- **WRITTEN INSTRUCTION**
Rewrite these lines with "Field-scouting task" renamed to "Labeling job" wherever it occurs, keeping everything else the same.

Saved data entries:
################

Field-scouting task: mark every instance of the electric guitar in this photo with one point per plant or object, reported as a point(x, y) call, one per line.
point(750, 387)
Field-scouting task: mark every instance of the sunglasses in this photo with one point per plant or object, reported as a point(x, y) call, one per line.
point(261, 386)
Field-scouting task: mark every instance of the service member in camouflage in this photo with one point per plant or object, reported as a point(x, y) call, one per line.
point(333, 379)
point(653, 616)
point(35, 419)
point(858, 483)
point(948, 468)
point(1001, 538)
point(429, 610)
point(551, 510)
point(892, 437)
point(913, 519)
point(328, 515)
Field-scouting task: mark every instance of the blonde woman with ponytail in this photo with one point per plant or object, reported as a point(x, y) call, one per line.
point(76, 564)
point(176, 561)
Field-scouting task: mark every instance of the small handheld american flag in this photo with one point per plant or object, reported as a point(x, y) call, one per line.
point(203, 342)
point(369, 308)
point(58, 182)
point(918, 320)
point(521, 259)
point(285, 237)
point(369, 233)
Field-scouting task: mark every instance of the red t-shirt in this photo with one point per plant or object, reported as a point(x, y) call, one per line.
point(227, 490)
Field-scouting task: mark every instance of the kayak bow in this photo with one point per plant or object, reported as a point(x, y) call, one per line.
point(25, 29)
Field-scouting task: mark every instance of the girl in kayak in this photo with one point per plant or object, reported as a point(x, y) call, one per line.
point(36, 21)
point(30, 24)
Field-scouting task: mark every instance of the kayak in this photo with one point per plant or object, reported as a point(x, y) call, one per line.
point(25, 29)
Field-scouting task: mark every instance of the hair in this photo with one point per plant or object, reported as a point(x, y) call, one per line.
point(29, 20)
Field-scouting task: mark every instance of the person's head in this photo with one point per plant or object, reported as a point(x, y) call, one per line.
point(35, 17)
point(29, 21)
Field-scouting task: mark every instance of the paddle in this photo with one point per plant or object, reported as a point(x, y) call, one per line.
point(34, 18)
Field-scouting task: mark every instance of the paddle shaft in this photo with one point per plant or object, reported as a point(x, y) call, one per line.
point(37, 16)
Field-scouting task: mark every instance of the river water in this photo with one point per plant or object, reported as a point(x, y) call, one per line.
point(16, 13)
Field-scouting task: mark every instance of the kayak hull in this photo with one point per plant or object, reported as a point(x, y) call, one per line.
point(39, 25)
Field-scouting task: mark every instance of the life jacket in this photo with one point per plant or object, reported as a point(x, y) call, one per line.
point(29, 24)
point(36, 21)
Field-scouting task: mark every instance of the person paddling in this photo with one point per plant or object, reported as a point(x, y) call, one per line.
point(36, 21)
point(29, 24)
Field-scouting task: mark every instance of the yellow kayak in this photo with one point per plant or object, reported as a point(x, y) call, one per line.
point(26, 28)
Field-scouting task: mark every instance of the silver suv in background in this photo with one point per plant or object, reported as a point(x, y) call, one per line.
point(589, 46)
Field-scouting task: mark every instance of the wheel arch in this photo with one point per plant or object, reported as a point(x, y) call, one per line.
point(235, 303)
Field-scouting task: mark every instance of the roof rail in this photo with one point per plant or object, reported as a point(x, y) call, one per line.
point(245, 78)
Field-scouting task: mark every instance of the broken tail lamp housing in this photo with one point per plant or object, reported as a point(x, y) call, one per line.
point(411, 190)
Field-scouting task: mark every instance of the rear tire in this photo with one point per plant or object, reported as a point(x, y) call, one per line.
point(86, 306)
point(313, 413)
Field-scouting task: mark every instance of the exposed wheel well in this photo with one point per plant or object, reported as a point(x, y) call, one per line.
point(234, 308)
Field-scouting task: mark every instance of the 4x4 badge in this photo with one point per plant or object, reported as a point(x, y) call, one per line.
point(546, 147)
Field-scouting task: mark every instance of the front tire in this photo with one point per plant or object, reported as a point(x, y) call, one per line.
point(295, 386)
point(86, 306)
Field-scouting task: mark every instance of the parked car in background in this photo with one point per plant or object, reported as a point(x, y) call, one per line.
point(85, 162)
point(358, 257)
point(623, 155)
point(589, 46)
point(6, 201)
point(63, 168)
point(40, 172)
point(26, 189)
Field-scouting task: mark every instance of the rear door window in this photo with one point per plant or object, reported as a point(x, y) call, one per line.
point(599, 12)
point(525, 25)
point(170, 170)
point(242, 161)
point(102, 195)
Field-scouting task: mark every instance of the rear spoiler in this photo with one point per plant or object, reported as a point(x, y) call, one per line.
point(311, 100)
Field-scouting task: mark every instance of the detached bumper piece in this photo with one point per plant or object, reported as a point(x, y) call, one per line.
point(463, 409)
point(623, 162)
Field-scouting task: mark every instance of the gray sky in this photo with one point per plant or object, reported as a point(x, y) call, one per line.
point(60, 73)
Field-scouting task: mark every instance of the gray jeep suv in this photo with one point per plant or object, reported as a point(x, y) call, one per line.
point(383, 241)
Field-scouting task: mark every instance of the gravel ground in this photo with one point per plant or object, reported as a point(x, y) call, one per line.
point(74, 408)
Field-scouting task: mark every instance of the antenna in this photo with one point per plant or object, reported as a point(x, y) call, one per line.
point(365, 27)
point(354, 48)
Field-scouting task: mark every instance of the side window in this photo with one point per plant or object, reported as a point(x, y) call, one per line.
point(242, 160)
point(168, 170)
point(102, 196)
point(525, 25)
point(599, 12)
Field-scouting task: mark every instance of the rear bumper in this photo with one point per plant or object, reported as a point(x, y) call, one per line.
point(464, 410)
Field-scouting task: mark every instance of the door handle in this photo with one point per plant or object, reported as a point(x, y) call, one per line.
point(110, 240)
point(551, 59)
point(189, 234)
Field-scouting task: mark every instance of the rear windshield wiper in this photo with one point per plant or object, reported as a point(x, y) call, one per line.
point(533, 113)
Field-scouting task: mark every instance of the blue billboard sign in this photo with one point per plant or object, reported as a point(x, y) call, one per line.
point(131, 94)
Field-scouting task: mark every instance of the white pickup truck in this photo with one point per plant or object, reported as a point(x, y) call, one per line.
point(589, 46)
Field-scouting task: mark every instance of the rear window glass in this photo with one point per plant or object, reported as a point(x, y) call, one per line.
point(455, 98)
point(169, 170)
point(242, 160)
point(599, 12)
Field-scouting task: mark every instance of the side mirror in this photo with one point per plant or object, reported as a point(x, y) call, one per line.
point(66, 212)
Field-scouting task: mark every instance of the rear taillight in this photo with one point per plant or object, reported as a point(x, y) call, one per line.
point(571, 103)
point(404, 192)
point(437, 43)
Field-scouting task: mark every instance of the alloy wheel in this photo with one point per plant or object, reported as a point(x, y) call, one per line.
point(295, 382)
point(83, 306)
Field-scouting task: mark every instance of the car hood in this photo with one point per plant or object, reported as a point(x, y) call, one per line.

################

- **WRITTEN SOLUTION**
Labeling job: mark every instance of the electric guitar in this photo with one point per plant or object, reported as a point(x, y) call, one per line.
point(750, 387)
Labeling job: mark every instance of the sunglasses in this photo with one point per plant or object, reported as a point(x, y) call, one per line.
point(261, 386)
Labeling job: mark every instance of the service member in camouflage in this photo with one point per plant or object, reported as a point(x, y) call, one per line.
point(333, 379)
point(653, 616)
point(35, 419)
point(858, 483)
point(948, 468)
point(1001, 538)
point(429, 610)
point(551, 510)
point(892, 437)
point(913, 519)
point(328, 515)
Labeling job: mark every instance of the blonde woman with ponytail in this photo with one point per plant or object, reported as a point(x, y) call, one per line.
point(76, 564)
point(176, 561)
Labeling job: mark every instance of the small handheld american flag in this photo with one point per plant or object, reported as a point(x, y) call, one per line.
point(203, 342)
point(369, 308)
point(58, 182)
point(918, 320)
point(521, 259)
point(285, 237)
point(369, 233)
Labeling job: mark every instance of the red t-shirt in this photo with one point per plant or object, reported as a point(x, y) call, one per line.
point(227, 490)
Labeling job: mark every instance of the kayak bow in this photo with one point per plant or object, reported as a point(x, y) call, one per line.
point(25, 29)
Labeling job: mark every instance of the girl in kayak in this photo with one point per plant or object, reported as a point(x, y) call, one per line.
point(36, 21)
point(30, 24)
Labeling job: mark every instance of the kayak in this photo with one point per plant or object, reported as a point(x, y) call, one per line.
point(25, 29)
Labeling job: mark every instance of the hair in this photo with one point per plant or object, reported as a point(x, y) call, one per line.
point(29, 20)
Labeling job: mark every instance of the person's head in this photo with one point per plant or object, reported as a point(x, y) call, one per line.
point(35, 17)
point(29, 21)
Labeling job: mark every instance of the paddle in this photo with one point per plant or object, reported as a point(x, y) call, one per line.
point(34, 18)
Labeling job: mark every instance of the paddle shaft in this photo with one point per plant or object, reported as a point(x, y) call, one per line.
point(37, 16)
Labeling job: mark every instance of the river water in this photo with one point per plant or object, reported as a point(x, y) call, one per line.
point(16, 13)
Labeling job: mark every instance of the kayak hull in this photo with one point per plant or object, reported as a point(x, y) call, one per line.
point(39, 25)
Labeling job: mark every instance of the life jacket in this photo with one point per plant or object, reported as a point(x, y) call, one per line.
point(29, 24)
point(36, 21)
Labeling job: mark every instance of the person paddling in this photo with one point per plant or object, reported as a point(x, y) call, one per line.
point(36, 21)
point(29, 24)
Labeling job: mark every instance of the yellow kayak in this photo with one point per plant or object, reported as a point(x, y) call, one per line.
point(26, 28)
Labeling job: mark every instance of the silver suv in background in this photo with one point per plant or object, reported as a point(x, y) call, one per line.
point(589, 46)
Labeling job: mark every instance of the wheel arch in this photo with one point per plant or object, reported as a point(x, y) call, one per line.
point(235, 303)
Labeling job: mark every instance of the roof rail in this photo with one point per plant or object, reported as a point(x, y) call, one per line.
point(245, 78)
Labeling job: mark every instance of the broken tail lamp housing in this photo with one point per plant or object, reported as a point(x, y) call, one per line.
point(411, 190)
Labeling job: mark every instance of the rear tire in this photo with one point per plant or object, reported as a point(x, y) call, one per line.
point(86, 306)
point(313, 413)
Labeling job: mark every instance of the exposed wheel well in this photo with one point per plant or object, reported as a point(x, y) call, one per line.
point(234, 308)
Labeling job: mark every instance of the 4x4 badge in this photo with one point per plant or object, reported as a point(x, y) call, one per line.
point(546, 147)
Labeling job: mark every instance of the front tire in this photo with one point per plant or object, reported as a point(x, y) call, one per line.
point(295, 386)
point(86, 306)
Labeling job: mark every instance of the parked car in background in this photo with one point per plant or object, reported as a point(x, y) call, one per line.
point(85, 162)
point(358, 257)
point(623, 155)
point(589, 46)
point(6, 201)
point(63, 168)
point(40, 172)
point(26, 189)
Labeling job: mark every instance of the rear door window in this photo with one point per plant or object, reported as a point(x, y) call, one per line.
point(599, 12)
point(525, 25)
point(170, 170)
point(242, 161)
point(102, 195)
Labeling job: mark every instance of the rear spoiler in this photo with one point per plant or object, reported as a point(x, y) call, one per line.
point(311, 100)
Labeling job: mark every instance of the detached bumper piece in this photo with one point per plant or object, reported as a point(x, y) call, one per line.
point(463, 409)
point(623, 162)
Labeling job: mark every instance of the gray sky in this photo with one point per plant or object, reported as a point(x, y) call, one per line.
point(60, 73)
Labeling job: mark every instance of the gray jeep suv in this photo with one point per plant or object, reported as a point(x, y) call, one per line.
point(383, 241)
Labeling job: mark every instance of the gravel ground in this photo with one point per plant or object, reported as a point(x, y) call, one per line.
point(74, 408)
Labeling job: mark every instance of the antenna in this photo with one point per plant or object, reported as a point(x, y) call, one per line.
point(365, 27)
point(354, 48)
Labeling job: mark every instance of the side window in this photo with one point per plant or object, reported as a point(x, y) call, one per line.
point(242, 160)
point(168, 170)
point(102, 196)
point(525, 25)
point(599, 12)
Labeling job: mark every instance of the rear bumper in this photo with one point per plant or object, reported as a point(x, y) call, one per line.
point(464, 410)
Labeling job: mark every instance of the door handle in this photo with one point per plant or object, reported as a point(x, y) call, one per line.
point(110, 240)
point(551, 59)
point(189, 234)
Labeling job: mark every instance of the rear windshield wiper in this photo with one point per plant or object, reported as a point(x, y) call, one per line.
point(533, 113)
Labeling job: mark every instance of the blue billboard sign in this photo with one point per plant or object, reported as a point(x, y) call, one per line.
point(131, 94)
Labeling job: mark every instance of the white pickup truck in this photo with one point per plant or object, reported as a point(x, y) call, one per line.
point(589, 46)
Labeling job: mark every instance of the rear window glass in this photo with one point per plant or object, reported as a point(x, y) call, one per line.
point(455, 98)
point(169, 170)
point(242, 160)
point(599, 12)
Labeling job: mark every instance of the side mirror in this photo with one point per plant or object, reported as a point(x, y) call, one per line.
point(66, 212)
Labeling job: mark every instance of the rear taillight in this photo with one point per plant or object, reported as a point(x, y) call, one per line.
point(571, 103)
point(404, 192)
point(437, 43)
Labeling job: mark every instance of the alloy wheel in this photo with one point per plant or object, reported as a point(x, y) call, one per line.
point(295, 382)
point(83, 306)
Labeling job: mark every instance of the car hood in this photo with one point per plant or object, reported as a point(x, y) call, one per line.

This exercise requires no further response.